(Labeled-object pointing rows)
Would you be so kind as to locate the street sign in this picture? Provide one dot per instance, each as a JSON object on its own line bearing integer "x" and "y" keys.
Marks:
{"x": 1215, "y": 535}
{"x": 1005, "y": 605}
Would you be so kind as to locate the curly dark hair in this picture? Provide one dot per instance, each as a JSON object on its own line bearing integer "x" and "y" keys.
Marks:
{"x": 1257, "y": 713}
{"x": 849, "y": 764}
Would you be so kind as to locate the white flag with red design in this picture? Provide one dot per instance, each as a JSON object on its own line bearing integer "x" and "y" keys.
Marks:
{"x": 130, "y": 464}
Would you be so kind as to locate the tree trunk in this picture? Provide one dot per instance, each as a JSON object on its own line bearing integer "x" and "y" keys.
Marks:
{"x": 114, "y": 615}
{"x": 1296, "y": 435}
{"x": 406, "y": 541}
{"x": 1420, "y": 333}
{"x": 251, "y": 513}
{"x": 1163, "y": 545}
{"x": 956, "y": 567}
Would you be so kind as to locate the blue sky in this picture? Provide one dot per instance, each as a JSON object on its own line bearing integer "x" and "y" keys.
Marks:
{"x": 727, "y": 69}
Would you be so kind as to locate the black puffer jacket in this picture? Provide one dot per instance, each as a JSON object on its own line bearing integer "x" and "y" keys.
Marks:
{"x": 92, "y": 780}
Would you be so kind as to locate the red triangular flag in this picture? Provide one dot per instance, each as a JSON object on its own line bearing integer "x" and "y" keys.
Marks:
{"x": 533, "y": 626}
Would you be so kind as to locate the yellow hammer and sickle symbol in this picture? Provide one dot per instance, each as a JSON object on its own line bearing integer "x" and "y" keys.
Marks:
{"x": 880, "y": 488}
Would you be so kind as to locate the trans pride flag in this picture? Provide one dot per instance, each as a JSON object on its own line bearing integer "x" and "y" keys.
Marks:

▸ TASK
Can you convert every line of the rows above into a Markdown table with the columns "n" for the line number and "Text" for the line itself, skipping any blank lines?

▸ RESULT FOR THIS TASK
| n | Text |
|---|---|
| 1 | Would you be so kind as to locate the street sign in this picture? Provide one dot per instance, each as a JSON object on its own line bearing integer "x" and "y" keys. |
| 2 | Marks: |
| 3 | {"x": 1215, "y": 535} |
| 4 | {"x": 1005, "y": 605} |
| 5 | Would you be so kind as to locate the curly dark hair in this picture? Provide one dot per instance, each as a JSON object on its own line bearing integer "x" and "y" keys. |
| 6 | Marks: |
| 7 | {"x": 1257, "y": 713} |
| 8 | {"x": 849, "y": 764} |
| 9 | Would you be so kind as to locate the white flag with red design in this picture? Provide one dot per instance, each as a JSON object on its own line bearing integer "x" and "y" keys. |
| 10 | Marks: |
| 11 | {"x": 130, "y": 464} |
| 12 | Would you be so kind as to locate the tree trunk in this picture? Provide one dot per instance, each as a JSON object on its own line bearing integer "x" and "y" keys. |
| 13 | Marks: |
| 14 | {"x": 114, "y": 615} |
| 15 | {"x": 1296, "y": 435} |
| 16 | {"x": 406, "y": 541} |
| 17 | {"x": 1420, "y": 333} |
| 18 | {"x": 251, "y": 513} |
| 19 | {"x": 1163, "y": 545} |
| 20 | {"x": 956, "y": 567} |
| 21 | Would you be so kind as to locate the blue sky in this picture? Provide one dot per instance, each as a JSON object on its own line bearing integer "x" and "y" keys. |
| 22 | Marks: |
| 23 | {"x": 727, "y": 69} |
| 24 | Would you be so kind as to locate the black puffer jacket in this picture? Provide one dot per instance, each as a JSON object on its own line bearing integer "x" and "y" keys. |
| 25 | Marks: |
| 26 | {"x": 92, "y": 780} |
| 27 | Would you be so kind as to locate the red triangular flag in this picture? Provide one dot per instance, each as a JSON object on its own line bearing integer "x" and "y" keys. |
| 28 | Marks: |
| 29 | {"x": 533, "y": 626} |
| 30 | Would you be so kind as to locate the yellow hammer and sickle symbol in this picture? Provide one dot per instance, each as a JSON object on its own line bearing integer "x" and "y" keys. |
| 31 | Marks: |
| 32 | {"x": 880, "y": 488} |
| 33 | Would you be so kind as to locate the trans pride flag in this picture? Provide one dot per instance, each as a JSON object on its own line bearing integer "x" and "y" keys. |
| 34 | Marks: |